*** Records to use ***

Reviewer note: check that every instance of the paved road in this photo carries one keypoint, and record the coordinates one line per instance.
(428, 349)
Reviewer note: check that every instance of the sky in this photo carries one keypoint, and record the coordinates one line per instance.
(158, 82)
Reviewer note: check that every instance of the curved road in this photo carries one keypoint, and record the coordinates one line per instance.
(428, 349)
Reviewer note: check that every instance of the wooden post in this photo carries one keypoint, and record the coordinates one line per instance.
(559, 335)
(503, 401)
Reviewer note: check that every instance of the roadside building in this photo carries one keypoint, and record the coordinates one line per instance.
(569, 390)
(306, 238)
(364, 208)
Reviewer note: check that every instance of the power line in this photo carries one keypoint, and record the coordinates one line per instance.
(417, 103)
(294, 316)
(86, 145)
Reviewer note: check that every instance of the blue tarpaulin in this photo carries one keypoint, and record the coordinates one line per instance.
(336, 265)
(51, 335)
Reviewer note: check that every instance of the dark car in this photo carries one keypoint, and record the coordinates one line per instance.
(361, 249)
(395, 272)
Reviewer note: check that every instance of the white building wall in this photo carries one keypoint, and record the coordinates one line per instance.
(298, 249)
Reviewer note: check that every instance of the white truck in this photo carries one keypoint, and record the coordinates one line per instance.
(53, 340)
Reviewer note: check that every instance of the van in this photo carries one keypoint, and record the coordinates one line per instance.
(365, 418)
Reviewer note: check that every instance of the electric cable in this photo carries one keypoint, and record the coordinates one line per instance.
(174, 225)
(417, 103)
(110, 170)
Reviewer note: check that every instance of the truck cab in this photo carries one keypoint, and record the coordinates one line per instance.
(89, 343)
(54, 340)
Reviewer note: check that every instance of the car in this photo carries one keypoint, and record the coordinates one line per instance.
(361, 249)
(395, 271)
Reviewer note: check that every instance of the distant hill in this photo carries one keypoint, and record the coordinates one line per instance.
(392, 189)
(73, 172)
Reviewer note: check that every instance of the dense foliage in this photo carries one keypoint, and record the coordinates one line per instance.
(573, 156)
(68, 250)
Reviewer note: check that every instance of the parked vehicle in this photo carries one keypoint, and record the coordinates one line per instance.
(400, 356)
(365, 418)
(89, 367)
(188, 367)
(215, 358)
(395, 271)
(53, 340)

***

- Exercise brief: Copy all of the data above line for line, with no changes.

- Solved problem:
Reviewer note: check that every instance of the paved road in this photo carries one keypoint, and record the coordinates one line per instance.
(428, 349)
Reviewer note: check that every instance of the sky in this photo carries one keypoint, and record the coordinates one line per instance.
(158, 82)
Reviewer note: check that every instance of the curved road in this photo carries one keypoint, and record the coordinates one line per instance.
(428, 349)
Reviewer note: check that every instance of the wooden post in this photo carries one keypoint, and record the coordinates one line per instance.
(559, 335)
(503, 401)
Reviewer note: check that every instance of the roadside building in this photo carries one keypoint, and record the coordinates one line per instance.
(569, 390)
(306, 238)
(364, 208)
Reviewer note: check that every instance of the power line in this photo carries one keypoint, and record the coordinates one line per instance.
(417, 103)
(294, 316)
(86, 145)
Reviewer note: check that every instance of the blue tarpaulin in this photo carries one keypoint, and record the coordinates one line per instance.
(336, 265)
(51, 335)
Reviewer note: check that every instance of the dark car in this photo carries one keypoint, and record the coordinates one line per instance.
(361, 249)
(395, 272)
Reviewer note: check that every instance of the white building wall in this photo carries one keypoint, and record the coordinates one line per instance.
(298, 249)
Reviewer note: check that every instance of the white truck in this photo carries one keypoint, and record the coordinates one line per instance.
(53, 340)
Reviewer note: check that every instance of the van in this photo carries one keypoint, and record the coordinates one line per instance.
(365, 418)
Reviewer note: check that every instance of the electric cable in this photo carries one keypoint, and record the coordinates one line per instance.
(174, 225)
(417, 103)
(110, 170)
Reviewer note: check that every instance of the truck cab in this photo carries one keypoint, and record the coordinates one line per instance.
(89, 343)
(54, 340)
Reviewer note: check that every instance of the car in this photo carries one keypoint, and record the coordinates one line per instance.
(361, 249)
(395, 271)
Reviewer note: check that every instance of the distant hill in this photo carries one keypoint, and record the coordinates one line per instance.
(392, 189)
(73, 172)
Reviewer note: check that every instance of the dense foliage in this photo carries one keypoint, and record the coordinates one line per instance.
(573, 156)
(68, 250)
Reviewer note: check that every instance of the parked vehicle in this photo carries one keypoint, and record the coordinates one line per instance.
(400, 356)
(365, 418)
(89, 367)
(188, 367)
(215, 358)
(395, 271)
(53, 340)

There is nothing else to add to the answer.